» Estratto della pagina
((

Criptico ed enigmatico oggi come 60 anni fa, quando sbarcò a New York per suonare nei locali fumosi del Village, il 24 maggio il Premio Nobel per la letteratura Bob Dylan spegne 80 candeline nella sua villa di Malibù che custodisce da anni, non solo i suoi cimeli, ma tutto il suo genio. Da anni purtroppo, la grave artrite non gli permette di tenere in mano la sua adorata chitarra ma suona ancora perfettamente il pianoforte elettrico. Dylan, almeno nello spirito, è rimasto il “Forever Young” che cantava nel brano ninna-nanna scritto nel 1973 per il primogenito Jesse anche se la sua voce non è più quella di una volta e nell’ultimo album “Rough and Rowdy Ways” – secondo alcuni si tratta di uno dei suoi migliori lavori – uscito in piena pandemia, l’imprevedibile astro della controcultura declama, più che cantare, i versi delle sue canzoni.
Ma Bob Dylan è sempre Bob Dylan e solo a sentir pronunciare il suo nome, tutti i mostri sacri del panorama musicale internazionale, si dicono pronti a “prostrarsi” ai suoi piedi. D’altro canto, non è mai stata l’età a fermare il talento. Soprattutto se parliamo di un uomo tanto carismatico quanto misterioso, un “essere” in bilico tra realtà e leggenda: in oltre sei decenni di successo continuo, Dylan è stato quasi sempre un veggente. E certamente la voce di tre o quattro generazioni che oggi sperano di essere “omaggiati” da un ultimo, indimenticabile, concerto. Magari in streaming.

))

[Voci del dataset]
((

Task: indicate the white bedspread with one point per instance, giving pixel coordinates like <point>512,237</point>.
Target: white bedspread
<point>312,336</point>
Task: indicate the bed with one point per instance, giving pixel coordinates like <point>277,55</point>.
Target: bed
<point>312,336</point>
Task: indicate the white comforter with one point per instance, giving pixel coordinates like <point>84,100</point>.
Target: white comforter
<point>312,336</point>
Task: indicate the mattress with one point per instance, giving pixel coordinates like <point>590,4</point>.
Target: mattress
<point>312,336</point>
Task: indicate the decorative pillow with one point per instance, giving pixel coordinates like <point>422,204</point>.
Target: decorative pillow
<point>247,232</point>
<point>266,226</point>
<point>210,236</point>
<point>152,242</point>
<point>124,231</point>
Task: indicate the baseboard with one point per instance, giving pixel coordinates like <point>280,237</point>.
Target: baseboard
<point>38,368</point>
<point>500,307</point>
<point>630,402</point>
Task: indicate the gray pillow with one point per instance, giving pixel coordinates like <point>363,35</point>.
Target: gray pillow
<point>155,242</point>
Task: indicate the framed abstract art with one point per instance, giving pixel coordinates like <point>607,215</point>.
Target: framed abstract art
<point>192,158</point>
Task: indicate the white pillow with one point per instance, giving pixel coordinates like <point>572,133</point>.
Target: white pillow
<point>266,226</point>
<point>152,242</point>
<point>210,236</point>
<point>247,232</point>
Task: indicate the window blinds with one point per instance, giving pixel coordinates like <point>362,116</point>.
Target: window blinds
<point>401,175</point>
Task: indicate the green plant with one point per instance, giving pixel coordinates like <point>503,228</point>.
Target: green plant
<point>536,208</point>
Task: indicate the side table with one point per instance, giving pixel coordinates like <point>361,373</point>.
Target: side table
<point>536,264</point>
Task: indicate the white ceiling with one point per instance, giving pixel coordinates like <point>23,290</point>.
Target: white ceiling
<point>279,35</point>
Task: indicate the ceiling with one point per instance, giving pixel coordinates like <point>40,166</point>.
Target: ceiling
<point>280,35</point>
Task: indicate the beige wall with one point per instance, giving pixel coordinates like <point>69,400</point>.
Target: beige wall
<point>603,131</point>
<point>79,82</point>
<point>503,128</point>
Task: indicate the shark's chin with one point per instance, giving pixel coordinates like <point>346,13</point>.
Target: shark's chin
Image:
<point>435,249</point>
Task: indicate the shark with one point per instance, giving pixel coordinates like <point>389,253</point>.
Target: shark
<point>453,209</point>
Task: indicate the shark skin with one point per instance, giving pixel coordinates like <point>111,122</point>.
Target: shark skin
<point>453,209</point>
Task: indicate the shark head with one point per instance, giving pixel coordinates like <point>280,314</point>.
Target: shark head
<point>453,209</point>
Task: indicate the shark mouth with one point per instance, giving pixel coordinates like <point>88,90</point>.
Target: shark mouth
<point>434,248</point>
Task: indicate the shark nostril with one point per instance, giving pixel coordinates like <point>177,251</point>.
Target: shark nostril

))

» Consegna 1
Riformuli in forma di elenco puntato il paragrafo dell'articolo su Bob Dylan che inizia con «Criptico ed enigmatico oggi», conservandone i fatti principali.
» Consegna 2
Secondo l'articolo su Bob Dylan, per quanti decenni di successo continuo Dylan è stato quasi sempre un veggente?
Le voci del dataset non hanno alcuna attinenza con quanto richiesto.

» Risposta 1
- Il 24 maggio Bob Dylan, Premio Nobel per la letteratura, compie 80 anni nella sua villa di Malibù.
- Sessant'anni fa arrivò a New York per suonare nei locali fumosi del Village.
- Da anni una grave artrite gli impedisce di tenere in mano la chitarra, ma suona ancora perfettamente il pianoforte elettrico.
- Nello spirito è rimasto il "Forever Young" del brano scritto nel 1973 per il primogenito Jesse.
- La sua voce non è più quella di una volta: nell'ultimo album, "Rough and Rowdy Ways", uscito in piena pandemia e considerato da alcuni uno dei suoi lavori migliori, declama i versi più che cantarli.

» Risposta 2
Per oltre sei decenni.